◆ Description of the task ◆
Every line from the beginning of the records below up to the one holding "55L59 70L21 126V192L0" should be quoted exactly; leave out the rest.

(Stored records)
============================================================
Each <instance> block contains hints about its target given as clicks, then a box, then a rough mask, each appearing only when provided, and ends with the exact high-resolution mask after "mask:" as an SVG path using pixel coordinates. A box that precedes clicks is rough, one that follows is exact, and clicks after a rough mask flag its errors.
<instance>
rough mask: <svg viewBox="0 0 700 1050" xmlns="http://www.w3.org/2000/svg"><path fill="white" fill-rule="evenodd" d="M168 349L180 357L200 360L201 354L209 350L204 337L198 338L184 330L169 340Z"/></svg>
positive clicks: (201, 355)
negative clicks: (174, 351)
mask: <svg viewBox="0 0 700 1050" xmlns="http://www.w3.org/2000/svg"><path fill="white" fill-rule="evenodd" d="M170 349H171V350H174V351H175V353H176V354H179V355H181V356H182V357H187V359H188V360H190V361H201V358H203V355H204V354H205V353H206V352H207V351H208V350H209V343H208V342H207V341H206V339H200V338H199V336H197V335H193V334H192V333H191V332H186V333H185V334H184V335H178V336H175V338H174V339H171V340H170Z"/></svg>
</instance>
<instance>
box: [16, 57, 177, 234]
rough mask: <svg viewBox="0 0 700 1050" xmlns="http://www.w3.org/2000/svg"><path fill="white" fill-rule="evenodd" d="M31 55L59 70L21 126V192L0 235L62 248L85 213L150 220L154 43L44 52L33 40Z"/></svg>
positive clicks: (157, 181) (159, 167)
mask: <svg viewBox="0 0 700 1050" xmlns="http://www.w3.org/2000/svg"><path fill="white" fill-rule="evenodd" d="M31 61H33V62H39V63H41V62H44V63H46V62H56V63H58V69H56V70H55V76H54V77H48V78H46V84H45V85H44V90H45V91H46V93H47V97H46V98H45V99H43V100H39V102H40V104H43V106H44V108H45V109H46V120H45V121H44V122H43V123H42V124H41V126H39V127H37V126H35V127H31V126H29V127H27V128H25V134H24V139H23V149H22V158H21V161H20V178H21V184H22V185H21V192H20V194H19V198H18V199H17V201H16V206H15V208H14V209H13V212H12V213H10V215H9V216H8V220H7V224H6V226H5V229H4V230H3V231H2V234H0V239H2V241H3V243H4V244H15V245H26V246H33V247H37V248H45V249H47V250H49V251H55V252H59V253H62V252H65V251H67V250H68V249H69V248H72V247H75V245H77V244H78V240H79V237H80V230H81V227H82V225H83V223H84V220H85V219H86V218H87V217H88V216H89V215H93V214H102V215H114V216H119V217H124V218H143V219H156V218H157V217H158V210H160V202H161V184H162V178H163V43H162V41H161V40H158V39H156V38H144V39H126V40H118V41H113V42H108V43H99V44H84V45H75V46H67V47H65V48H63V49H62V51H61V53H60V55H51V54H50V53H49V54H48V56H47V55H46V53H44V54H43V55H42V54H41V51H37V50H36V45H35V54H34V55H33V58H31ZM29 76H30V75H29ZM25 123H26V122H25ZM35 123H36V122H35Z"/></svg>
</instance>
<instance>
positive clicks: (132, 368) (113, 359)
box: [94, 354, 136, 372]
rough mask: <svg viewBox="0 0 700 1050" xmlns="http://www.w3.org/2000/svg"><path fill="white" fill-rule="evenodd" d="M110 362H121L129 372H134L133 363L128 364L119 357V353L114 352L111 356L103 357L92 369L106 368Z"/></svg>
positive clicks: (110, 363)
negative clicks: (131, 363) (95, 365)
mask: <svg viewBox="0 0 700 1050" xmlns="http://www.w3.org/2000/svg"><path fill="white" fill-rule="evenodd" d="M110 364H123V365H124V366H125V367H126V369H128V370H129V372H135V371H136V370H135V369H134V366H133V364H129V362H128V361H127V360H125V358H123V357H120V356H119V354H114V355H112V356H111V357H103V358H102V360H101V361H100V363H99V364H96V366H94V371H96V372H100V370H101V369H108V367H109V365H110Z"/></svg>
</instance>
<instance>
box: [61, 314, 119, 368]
============================================================
◆ Output for this exercise ◆
Each <instance> block contains hints about its target given as clicks, then a box, then a rough mask, each appearing only when provided, and ends with the exact high-resolution mask after "mask:" as an SVG path using pixel coordinates. A box that precedes clicks is rough, one that follows is exact, and clicks after a rough mask flag its errors.
<instance>
rough mask: <svg viewBox="0 0 700 1050" xmlns="http://www.w3.org/2000/svg"><path fill="white" fill-rule="evenodd" d="M168 349L180 357L200 360L201 354L209 350L204 337L198 338L184 330L169 340Z"/></svg>
positive clicks: (201, 355)
negative clicks: (174, 351)
mask: <svg viewBox="0 0 700 1050" xmlns="http://www.w3.org/2000/svg"><path fill="white" fill-rule="evenodd" d="M170 349H171V350H174V351H175V353H176V354H179V355H181V356H182V357H187V359H188V360H190V361H201V358H203V355H204V354H205V353H206V352H207V351H208V350H209V343H208V342H207V341H206V339H200V338H199V336H197V335H193V334H192V333H191V332H186V333H185V334H184V335H178V336H175V338H174V339H171V340H170Z"/></svg>
</instance>
<instance>
box: [16, 57, 177, 234]
rough mask: <svg viewBox="0 0 700 1050" xmlns="http://www.w3.org/2000/svg"><path fill="white" fill-rule="evenodd" d="M31 55L59 70L21 126V192L0 235L62 248L85 213L150 220L154 43L44 52L33 40Z"/></svg>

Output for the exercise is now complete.